# Leveler Stabilizers



## duggy

When we first got the Outback, I felt the levelers held the trailer fairly solid, but either things have loosened up, or I'm getting more picky. I read a forum on here about various methods of steadying the trailer, and saw these stabilizers. I decided they looked like they should work, but would cost a lot to buy and get to Canada. Time to break out the chop saw and welder.

I used 3/4" tubing, telescoping inside .100" wall 1" tubing. For the "U" shaped channels, I had to weld flat bar to the edge of angle iron, because the "U" channels they sold weren't deep enough.

These are all the pieces, not including nuts & bolts.










Painted and installed on the trailer, it looks like this when retracted.










Lowered for camping it looks like this.










We used them last weekend for the first time, and the difference is huge. I only installed them on the rear jacks, because the position of the front jacks doesn't line up very well with the frame. The back of the trailer is virtually rock solid, but there is some movement towards the front. I have a 2" electric tongue jack, and see there is an eighth inch gap around it to the lower gusset on the "A" frame. I'm going to find or make a bushing to fill the space, which should keep the tongue jack from rocking, and hopefully stabilize the front of the trailer.


----------



## CrazyAboutOrchids

Great looking mod!!! I just installed the BAL lock arm stabilizers on our Outback - fraction of the cost of the JT Strongarms - same thing as what you did. It has made the camper rock solid. Very impressed with your handi-work!!!


----------



## Lakewood

Looks great. I've wanted to do the same thing. I hate paying so much for something I can build myself. Did you weld the brackets to the trailer or bolt them on?


----------



## duggy

Everything is bolted on. No welding to the trailer.


----------



## Bob in Virginia

Nice work,







can you provide the length of the pieces?


----------



## Oregon_Camper

How do we order them from you?


----------



## KTMRacer

Oregon_Camper said:


> How do we order them from you?


x2

or some dimensioned drawings! GREAT IDEA


----------



## duggy

KTMRacer said:


> How do we order them from you?


x2

or some dimensioned drawings! GREAT IDEA
[/quote]

The tubes are 24" long. I used a piece of 1 1/4" angle iron on each side of the base pad of the leveler. I replaced the existing bolts with longer 3/8 bolts and new nylock nuts. Attached to the angle iron is a 2" long one inch "U" channel with a single pivot bolt, and a cross bolt to receive the 3/4" tube. At the top I made a 1 1/4" "U" channel to receive the 1" tube. The bolts holding the pieces together are all 1/4" diameter, with nylock nuts. I fastened the top "U" channels to the trailer with self drilling bolts, the same as the underbelly is fastened with.

Here is a picture of the attachment at the base of the leveler










As for going into business with these, I'd have to get a lot faster at making them, to compete with the price they can be bought for. I probably have about eight hours in them. But it was fun!

▶ **Records supplied**:
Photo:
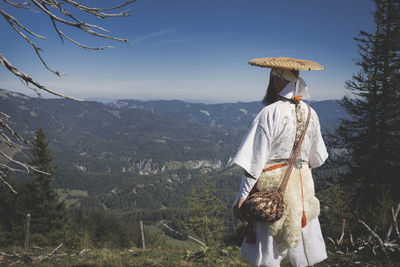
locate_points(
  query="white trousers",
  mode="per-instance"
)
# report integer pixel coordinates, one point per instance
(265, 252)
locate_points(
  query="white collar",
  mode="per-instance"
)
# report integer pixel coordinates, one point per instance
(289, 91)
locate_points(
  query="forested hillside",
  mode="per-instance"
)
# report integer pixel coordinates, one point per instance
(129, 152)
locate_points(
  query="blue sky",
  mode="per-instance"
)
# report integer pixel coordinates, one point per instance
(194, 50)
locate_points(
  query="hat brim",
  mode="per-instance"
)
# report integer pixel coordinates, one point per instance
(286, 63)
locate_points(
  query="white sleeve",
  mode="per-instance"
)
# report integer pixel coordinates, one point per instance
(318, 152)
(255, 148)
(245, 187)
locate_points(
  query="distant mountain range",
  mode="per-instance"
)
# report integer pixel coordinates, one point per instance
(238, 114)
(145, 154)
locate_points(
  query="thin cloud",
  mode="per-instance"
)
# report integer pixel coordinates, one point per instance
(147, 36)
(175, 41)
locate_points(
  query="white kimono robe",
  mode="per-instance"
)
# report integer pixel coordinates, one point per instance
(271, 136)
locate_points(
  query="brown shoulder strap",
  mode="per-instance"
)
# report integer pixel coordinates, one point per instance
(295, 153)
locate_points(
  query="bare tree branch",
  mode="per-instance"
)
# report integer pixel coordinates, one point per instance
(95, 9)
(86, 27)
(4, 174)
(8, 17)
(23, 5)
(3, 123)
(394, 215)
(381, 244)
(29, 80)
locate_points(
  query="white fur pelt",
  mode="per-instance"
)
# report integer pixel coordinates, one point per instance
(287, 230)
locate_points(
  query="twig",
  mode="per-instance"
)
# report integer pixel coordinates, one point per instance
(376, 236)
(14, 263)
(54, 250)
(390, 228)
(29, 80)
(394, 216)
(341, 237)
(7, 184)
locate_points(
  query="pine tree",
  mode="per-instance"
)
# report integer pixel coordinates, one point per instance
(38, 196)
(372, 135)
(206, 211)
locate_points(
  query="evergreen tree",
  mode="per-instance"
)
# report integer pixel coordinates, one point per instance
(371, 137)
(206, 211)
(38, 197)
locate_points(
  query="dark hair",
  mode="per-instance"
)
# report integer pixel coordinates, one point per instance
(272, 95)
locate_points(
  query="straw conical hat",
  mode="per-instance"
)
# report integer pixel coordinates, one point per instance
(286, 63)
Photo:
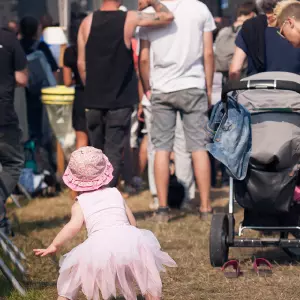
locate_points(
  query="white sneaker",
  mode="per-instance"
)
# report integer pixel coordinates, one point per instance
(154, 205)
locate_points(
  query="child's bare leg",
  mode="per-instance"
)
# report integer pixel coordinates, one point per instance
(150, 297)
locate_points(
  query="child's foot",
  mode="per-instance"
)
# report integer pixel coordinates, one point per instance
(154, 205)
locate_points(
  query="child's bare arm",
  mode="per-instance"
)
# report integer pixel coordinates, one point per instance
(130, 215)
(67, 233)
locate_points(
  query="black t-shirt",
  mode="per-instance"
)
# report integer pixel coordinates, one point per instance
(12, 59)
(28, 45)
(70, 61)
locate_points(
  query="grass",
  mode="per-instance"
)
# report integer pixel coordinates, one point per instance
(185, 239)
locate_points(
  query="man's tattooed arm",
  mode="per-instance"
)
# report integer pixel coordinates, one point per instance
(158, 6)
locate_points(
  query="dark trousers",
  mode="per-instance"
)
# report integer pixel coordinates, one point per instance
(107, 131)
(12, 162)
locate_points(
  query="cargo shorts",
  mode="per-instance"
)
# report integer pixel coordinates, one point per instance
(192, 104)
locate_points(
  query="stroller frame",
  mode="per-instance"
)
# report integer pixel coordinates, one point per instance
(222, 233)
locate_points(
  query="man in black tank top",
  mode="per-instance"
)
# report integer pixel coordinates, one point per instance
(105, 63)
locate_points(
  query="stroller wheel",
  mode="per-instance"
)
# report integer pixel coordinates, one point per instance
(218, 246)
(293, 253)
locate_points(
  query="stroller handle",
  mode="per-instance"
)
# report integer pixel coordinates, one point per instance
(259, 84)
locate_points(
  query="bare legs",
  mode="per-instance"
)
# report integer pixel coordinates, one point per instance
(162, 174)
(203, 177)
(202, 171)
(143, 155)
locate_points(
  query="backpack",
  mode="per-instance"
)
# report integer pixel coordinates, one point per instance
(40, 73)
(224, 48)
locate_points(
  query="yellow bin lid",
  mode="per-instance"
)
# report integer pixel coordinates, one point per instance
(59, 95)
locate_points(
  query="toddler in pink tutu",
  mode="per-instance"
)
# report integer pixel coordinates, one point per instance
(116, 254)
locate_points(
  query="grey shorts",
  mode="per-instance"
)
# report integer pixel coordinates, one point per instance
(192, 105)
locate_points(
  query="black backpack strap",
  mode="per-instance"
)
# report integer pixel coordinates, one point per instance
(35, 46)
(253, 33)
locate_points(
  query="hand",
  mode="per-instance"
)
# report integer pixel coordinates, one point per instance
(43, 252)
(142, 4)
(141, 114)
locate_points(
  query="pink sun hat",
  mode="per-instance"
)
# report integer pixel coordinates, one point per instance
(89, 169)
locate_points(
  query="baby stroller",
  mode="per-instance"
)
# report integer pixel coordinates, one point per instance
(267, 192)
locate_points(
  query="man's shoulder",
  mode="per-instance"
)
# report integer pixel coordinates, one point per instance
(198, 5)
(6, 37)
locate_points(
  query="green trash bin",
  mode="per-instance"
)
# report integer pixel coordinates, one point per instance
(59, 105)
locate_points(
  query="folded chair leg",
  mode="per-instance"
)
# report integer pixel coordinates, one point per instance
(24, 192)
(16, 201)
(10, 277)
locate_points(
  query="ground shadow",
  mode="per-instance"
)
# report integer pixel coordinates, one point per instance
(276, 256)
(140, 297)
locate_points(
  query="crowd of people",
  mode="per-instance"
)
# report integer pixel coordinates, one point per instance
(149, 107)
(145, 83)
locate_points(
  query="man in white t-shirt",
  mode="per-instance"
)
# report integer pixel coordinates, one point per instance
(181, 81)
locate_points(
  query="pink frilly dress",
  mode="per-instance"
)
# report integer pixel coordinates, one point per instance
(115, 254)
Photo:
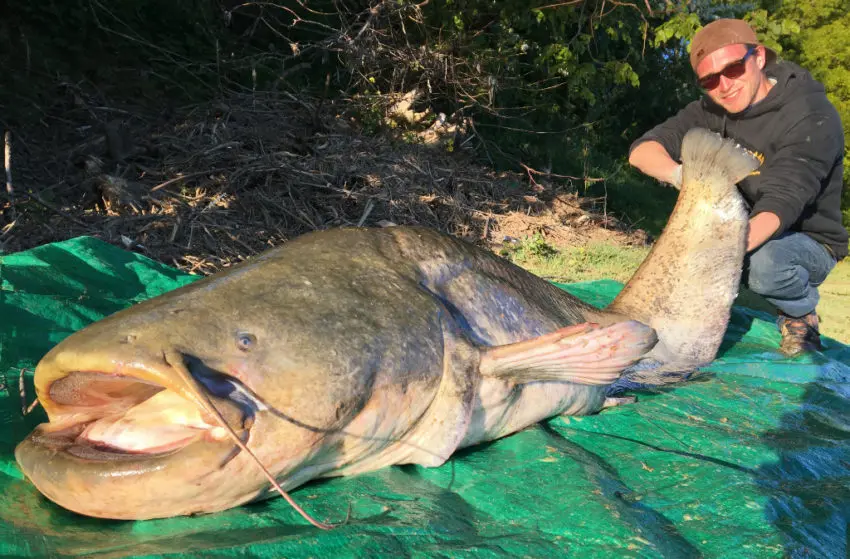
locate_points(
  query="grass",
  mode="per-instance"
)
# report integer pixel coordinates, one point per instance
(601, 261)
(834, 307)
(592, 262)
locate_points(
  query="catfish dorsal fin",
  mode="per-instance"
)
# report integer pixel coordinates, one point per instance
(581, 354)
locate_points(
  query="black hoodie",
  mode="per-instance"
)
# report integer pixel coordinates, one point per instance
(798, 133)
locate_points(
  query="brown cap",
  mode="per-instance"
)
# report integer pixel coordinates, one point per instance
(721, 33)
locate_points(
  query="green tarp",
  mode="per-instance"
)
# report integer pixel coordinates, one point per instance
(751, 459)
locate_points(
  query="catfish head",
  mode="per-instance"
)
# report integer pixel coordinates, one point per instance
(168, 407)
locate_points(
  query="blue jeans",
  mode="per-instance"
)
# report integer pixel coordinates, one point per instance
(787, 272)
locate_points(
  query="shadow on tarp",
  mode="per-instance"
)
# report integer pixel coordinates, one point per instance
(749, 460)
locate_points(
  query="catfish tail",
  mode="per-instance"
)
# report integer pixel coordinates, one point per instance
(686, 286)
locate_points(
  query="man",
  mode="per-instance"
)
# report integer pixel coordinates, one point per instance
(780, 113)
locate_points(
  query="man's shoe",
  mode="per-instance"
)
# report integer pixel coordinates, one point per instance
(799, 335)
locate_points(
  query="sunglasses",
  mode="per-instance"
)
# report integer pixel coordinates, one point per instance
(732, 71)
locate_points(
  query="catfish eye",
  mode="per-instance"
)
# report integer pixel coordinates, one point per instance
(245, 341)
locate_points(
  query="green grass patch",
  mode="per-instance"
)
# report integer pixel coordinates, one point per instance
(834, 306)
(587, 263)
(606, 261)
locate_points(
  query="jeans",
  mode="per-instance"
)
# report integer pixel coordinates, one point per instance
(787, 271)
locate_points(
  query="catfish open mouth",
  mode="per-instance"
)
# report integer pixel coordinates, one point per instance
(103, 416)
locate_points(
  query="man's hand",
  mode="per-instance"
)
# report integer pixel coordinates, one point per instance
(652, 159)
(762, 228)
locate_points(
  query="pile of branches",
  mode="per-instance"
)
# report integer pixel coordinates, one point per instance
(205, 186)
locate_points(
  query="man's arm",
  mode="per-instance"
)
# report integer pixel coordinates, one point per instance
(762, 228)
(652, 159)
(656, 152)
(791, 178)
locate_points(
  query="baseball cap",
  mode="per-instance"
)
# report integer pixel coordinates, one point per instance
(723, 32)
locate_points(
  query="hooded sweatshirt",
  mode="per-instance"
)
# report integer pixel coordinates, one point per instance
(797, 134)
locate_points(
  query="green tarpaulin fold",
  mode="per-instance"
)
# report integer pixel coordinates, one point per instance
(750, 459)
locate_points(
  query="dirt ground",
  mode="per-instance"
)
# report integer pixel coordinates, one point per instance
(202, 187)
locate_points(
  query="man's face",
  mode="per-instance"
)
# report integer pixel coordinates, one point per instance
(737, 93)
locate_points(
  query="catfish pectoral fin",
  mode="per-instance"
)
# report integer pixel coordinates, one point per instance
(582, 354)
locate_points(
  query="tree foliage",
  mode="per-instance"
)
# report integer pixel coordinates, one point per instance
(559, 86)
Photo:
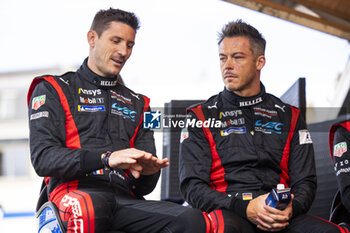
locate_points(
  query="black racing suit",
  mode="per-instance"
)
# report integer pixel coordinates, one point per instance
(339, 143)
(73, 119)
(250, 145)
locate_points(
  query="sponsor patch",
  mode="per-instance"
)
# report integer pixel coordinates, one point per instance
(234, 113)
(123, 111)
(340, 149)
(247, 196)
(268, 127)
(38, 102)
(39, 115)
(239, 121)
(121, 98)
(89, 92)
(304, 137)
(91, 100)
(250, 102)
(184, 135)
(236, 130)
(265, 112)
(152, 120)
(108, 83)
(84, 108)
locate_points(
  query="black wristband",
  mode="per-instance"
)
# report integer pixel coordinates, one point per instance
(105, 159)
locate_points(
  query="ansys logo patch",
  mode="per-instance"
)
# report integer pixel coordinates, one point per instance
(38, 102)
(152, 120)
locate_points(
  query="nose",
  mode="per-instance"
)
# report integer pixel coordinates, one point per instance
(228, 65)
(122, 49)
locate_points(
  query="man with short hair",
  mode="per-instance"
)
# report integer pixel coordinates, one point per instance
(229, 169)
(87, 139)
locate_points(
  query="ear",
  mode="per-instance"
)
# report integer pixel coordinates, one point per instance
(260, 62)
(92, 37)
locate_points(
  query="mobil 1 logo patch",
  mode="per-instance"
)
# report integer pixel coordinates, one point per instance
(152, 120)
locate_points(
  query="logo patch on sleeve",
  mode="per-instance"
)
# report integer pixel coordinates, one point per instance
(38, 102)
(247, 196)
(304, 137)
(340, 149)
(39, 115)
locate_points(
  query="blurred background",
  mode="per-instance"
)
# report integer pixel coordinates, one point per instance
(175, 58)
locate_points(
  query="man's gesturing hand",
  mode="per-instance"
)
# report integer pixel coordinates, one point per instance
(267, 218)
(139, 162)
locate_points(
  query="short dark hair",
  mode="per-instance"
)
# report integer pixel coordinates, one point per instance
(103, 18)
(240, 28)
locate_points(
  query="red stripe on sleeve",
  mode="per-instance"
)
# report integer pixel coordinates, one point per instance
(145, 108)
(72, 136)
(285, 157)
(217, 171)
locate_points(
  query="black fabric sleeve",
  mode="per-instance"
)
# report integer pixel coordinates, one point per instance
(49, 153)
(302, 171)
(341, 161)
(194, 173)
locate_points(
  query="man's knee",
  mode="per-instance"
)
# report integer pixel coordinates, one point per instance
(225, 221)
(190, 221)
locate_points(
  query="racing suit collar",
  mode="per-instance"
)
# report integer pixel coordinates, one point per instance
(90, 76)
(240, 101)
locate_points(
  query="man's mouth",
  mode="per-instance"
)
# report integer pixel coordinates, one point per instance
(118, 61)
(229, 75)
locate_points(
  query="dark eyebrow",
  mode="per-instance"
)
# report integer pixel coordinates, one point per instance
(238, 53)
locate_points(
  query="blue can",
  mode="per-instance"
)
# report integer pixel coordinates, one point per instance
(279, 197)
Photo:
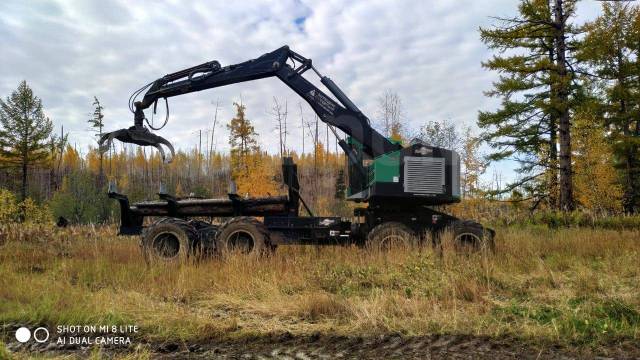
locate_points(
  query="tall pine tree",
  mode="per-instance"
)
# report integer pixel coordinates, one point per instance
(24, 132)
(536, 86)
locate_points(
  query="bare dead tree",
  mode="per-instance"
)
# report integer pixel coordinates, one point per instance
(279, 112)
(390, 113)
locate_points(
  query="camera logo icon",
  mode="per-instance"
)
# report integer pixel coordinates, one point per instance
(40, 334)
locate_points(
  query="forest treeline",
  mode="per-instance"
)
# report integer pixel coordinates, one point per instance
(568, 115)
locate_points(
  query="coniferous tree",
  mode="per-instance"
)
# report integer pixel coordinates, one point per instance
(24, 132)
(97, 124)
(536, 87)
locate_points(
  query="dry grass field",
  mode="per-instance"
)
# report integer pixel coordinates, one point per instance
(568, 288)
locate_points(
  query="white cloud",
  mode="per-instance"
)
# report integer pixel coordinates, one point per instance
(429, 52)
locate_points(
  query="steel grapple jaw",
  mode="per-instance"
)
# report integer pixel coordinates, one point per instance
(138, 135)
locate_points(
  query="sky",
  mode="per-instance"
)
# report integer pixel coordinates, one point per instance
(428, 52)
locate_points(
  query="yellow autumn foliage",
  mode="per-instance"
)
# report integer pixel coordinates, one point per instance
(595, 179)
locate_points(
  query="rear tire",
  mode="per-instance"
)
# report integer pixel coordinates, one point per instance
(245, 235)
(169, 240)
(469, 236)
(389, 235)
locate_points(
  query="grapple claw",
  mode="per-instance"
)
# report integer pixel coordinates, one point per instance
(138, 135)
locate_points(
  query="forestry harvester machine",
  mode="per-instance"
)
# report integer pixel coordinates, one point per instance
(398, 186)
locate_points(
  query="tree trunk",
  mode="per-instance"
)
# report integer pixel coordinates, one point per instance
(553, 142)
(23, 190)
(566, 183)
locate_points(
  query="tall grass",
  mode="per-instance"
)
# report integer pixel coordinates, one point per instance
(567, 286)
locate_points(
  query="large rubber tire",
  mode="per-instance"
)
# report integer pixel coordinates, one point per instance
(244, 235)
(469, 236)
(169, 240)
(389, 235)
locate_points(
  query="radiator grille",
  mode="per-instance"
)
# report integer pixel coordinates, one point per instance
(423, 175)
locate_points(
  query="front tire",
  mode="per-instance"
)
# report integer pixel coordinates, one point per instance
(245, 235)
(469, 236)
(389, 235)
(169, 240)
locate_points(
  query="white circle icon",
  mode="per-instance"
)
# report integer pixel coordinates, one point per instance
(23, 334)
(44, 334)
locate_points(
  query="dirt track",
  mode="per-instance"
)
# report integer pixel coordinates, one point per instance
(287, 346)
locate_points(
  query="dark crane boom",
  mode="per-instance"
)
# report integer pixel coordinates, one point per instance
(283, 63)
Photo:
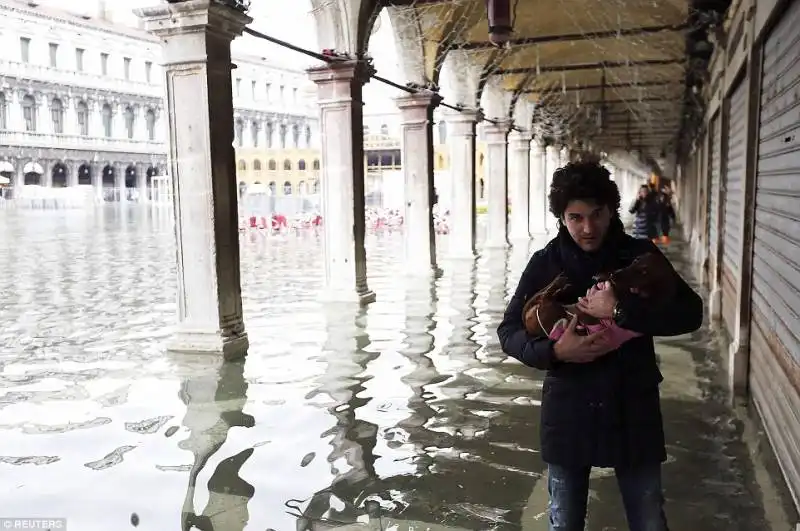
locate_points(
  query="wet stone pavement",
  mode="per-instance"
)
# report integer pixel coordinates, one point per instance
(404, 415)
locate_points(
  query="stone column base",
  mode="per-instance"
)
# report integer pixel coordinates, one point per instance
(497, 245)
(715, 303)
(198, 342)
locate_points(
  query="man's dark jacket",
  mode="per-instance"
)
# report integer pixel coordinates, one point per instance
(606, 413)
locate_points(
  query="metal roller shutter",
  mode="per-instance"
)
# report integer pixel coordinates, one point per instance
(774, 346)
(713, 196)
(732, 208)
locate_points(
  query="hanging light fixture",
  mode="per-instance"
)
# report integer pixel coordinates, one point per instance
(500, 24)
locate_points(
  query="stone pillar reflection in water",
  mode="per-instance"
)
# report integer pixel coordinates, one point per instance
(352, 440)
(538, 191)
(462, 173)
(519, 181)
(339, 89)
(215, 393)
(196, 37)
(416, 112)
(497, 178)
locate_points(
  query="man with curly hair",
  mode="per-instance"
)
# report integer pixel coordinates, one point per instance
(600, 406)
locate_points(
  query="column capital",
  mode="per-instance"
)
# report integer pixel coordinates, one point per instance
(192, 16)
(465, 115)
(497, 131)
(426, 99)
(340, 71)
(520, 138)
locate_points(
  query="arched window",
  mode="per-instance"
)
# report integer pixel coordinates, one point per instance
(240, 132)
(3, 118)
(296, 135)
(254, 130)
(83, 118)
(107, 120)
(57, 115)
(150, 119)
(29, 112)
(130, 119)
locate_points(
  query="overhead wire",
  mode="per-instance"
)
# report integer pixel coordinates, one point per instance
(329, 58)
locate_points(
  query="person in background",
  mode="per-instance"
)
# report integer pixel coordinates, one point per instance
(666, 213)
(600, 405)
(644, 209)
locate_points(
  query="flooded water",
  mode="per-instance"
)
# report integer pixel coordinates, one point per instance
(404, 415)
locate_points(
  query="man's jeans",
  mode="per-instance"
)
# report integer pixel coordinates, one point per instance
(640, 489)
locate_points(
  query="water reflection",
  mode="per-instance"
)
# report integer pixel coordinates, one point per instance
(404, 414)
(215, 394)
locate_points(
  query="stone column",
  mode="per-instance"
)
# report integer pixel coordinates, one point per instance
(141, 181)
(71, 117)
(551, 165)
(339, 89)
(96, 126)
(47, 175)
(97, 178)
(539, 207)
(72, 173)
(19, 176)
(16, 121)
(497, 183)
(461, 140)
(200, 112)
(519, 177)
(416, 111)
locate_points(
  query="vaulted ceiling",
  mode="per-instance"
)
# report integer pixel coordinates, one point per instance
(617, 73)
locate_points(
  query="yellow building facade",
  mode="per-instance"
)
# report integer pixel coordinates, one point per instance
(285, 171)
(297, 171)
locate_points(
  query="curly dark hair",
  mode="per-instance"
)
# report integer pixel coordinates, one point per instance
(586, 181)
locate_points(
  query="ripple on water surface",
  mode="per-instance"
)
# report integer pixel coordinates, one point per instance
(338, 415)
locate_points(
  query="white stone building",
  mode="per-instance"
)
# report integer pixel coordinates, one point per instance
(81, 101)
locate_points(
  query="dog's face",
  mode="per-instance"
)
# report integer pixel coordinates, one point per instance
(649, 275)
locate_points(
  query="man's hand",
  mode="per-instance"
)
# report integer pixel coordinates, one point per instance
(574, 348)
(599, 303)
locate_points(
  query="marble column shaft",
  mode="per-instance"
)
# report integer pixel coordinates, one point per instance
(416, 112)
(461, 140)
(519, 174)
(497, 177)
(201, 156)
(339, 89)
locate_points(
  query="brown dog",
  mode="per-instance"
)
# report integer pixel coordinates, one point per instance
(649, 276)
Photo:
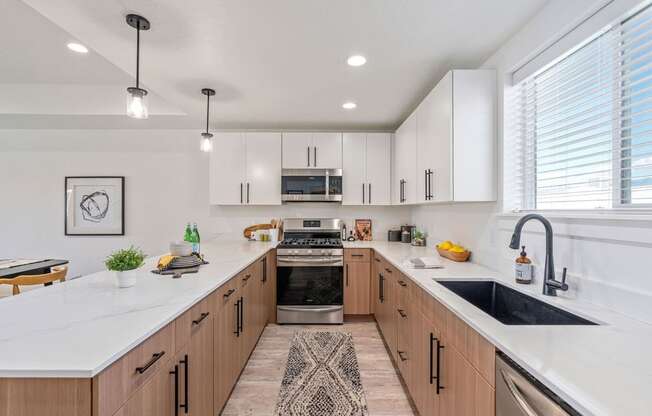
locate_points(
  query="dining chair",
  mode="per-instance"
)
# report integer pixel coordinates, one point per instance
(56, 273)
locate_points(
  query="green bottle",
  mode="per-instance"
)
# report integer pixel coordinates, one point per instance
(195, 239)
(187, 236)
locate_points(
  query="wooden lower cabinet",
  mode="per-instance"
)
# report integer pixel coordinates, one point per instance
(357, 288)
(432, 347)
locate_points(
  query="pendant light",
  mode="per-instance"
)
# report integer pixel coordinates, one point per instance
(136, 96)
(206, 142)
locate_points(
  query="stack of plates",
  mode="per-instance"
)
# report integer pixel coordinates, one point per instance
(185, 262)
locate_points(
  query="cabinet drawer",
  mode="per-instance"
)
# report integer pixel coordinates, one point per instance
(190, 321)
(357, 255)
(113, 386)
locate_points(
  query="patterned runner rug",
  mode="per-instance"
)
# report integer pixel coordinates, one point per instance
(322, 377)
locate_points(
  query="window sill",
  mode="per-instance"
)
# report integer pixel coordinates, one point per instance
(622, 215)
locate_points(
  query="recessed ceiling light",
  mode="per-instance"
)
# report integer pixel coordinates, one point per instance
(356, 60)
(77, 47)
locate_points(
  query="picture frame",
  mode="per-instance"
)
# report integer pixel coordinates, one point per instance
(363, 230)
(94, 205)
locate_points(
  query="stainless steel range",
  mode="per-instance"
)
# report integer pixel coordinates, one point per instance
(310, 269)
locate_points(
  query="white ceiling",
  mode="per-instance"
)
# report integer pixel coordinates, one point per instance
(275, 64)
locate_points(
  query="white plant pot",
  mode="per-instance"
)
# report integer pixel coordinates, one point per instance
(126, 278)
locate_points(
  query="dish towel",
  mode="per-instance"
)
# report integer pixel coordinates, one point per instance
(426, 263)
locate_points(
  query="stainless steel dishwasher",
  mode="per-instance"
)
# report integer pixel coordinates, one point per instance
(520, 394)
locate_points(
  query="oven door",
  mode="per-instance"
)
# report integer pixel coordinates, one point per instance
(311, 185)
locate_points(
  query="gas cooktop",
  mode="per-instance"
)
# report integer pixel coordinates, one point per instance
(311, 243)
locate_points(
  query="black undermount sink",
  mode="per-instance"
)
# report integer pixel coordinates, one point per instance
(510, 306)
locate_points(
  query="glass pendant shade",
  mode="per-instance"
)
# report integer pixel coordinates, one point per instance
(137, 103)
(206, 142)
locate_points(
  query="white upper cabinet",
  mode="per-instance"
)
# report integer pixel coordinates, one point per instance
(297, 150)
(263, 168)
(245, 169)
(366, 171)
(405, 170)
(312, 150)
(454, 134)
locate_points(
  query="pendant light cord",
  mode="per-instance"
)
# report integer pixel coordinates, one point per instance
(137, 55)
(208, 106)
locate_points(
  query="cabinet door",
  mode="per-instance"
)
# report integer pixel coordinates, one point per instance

▶ **Required work**: In the forum thread on leveler stabilizers, how long are the tubes used in the homemade stabilizers?

▶ **Exercise response**: The tubes are 24" long.